(Items from a dataset)
::::::::::
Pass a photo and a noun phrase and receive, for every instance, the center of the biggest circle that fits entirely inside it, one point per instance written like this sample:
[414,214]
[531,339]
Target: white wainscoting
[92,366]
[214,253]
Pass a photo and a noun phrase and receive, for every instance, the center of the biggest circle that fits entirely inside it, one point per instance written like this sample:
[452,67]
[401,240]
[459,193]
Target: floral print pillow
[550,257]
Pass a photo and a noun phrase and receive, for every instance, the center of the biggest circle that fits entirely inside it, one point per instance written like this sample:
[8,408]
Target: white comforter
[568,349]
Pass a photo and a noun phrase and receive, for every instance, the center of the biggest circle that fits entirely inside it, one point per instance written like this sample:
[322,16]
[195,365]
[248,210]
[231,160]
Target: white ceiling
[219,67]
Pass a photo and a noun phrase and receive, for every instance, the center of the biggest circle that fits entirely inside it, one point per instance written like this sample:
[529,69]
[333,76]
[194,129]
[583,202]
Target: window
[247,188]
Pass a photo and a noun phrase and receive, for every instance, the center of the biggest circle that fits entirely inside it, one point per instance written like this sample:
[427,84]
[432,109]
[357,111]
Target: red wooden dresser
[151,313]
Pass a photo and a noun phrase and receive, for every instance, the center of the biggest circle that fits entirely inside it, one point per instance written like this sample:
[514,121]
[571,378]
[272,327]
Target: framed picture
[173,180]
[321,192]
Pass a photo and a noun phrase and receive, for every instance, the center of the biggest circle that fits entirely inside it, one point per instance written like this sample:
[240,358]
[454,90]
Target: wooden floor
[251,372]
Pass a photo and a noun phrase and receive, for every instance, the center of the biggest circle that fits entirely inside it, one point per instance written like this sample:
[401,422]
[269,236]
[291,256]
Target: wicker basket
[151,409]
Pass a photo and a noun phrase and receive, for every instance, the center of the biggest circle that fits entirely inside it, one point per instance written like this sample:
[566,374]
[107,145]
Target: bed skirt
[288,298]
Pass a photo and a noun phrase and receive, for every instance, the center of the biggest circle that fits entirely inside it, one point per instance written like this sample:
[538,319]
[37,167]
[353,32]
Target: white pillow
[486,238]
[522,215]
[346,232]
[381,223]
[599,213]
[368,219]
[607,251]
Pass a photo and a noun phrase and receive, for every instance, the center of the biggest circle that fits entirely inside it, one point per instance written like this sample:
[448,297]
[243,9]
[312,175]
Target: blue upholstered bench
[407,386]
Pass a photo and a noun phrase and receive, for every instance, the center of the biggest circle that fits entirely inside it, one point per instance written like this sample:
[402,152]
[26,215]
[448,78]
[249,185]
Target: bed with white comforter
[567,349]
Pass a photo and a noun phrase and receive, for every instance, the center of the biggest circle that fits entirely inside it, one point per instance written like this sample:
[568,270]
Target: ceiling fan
::::::::::
### STATED EXERCISE
Restate the data above word for word, please.

### ANSWER TO THIS PROBLEM
Pass a photo and a noun phrase and receive, for every instance, the center of the biggest circle that fits entirely inside it, one point per instance written like this sample:
[414,214]
[531,339]
Target: white wainscoting
[92,366]
[214,253]
Pass a photo and a noun phrase and receive, for every instance, the center of the biggest circle that fits entirely inside it, one point per instance written like this sample:
[452,67]
[401,240]
[459,193]
Target: floral print pillow
[550,257]
Pass a photo and a noun phrase and receive, for every instance, the center of the biggest circle that fits entirely inside it, one point per instance written like this sample:
[8,408]
Target: white comforter
[568,349]
Pass a photo and a noun phrase and receive, for every instance, the center of the biggest circle that fits entirely inside it, one point per instance written like this sample:
[322,16]
[195,365]
[248,210]
[231,160]
Target: white ceiling
[219,67]
Pass a photo and a noun phrase and receive, for every instance, the center of the biggest circle that fits entirely inside it, one point per instance written like this sample:
[529,69]
[333,76]
[194,129]
[583,202]
Target: window
[247,188]
Pass a photo and a noun phrase and receive, for every instance, the center of the biggest circle that fits entirely inside it, one point per instance written like this sample:
[427,84]
[432,109]
[357,111]
Target: red wooden dresser
[151,313]
Pass a photo and a noun phrase and receive, for every instance, the center of the biggest circle that fits entirely inside it, one point per instance written like this sample:
[514,121]
[571,378]
[272,327]
Target: framed picture
[173,180]
[321,192]
Pass a photo and a noun phrase and receive, for every instance, the center of the biggest circle that fits entirely inside it, one point per instance written like this sample:
[240,358]
[454,90]
Target: wooden floor
[251,372]
Pass a photo and a noun phrase and receive, for every instance, the center of the biggest circle that fits entirely inside it, one point per instance written like this sample:
[401,422]
[269,236]
[291,256]
Target: wicker basket
[151,409]
Pass a photo and a noun phrase and receive, for every instance, the center of the biggest circle that fits entirely inside it, one point per instance written like this sample:
[566,374]
[107,145]
Target: bed skirt
[288,298]
Pass a photo and a noun phrase and receive, for every instance, the center of the biggest circle that fits entirely inside it, one point per instance written like this sample:
[538,319]
[37,167]
[353,32]
Target: white pillow
[486,238]
[522,215]
[346,232]
[381,223]
[599,213]
[368,219]
[607,251]
Pass a photo and a noun phrase and receive, for every instance, the center of the biggest circle that fits entirely inside it, one point per instance written like this sample:
[448,297]
[243,9]
[312,175]
Target: blue upholstered bench
[407,386]
Pass a photo and a noun phrase and receive, for every instance, the center of the biggest circle that fits entirely inside it, one point per instance written like this sample:
[402,152]
[26,215]
[448,78]
[249,185]
Target: bed with white comforter
[567,349]
Pass a photo and a noun phrase and receive, for every instance, the center of the biggest circle that fits entirely inside it, one point per instance written like this sample:
[568,270]
Target: ceiling fan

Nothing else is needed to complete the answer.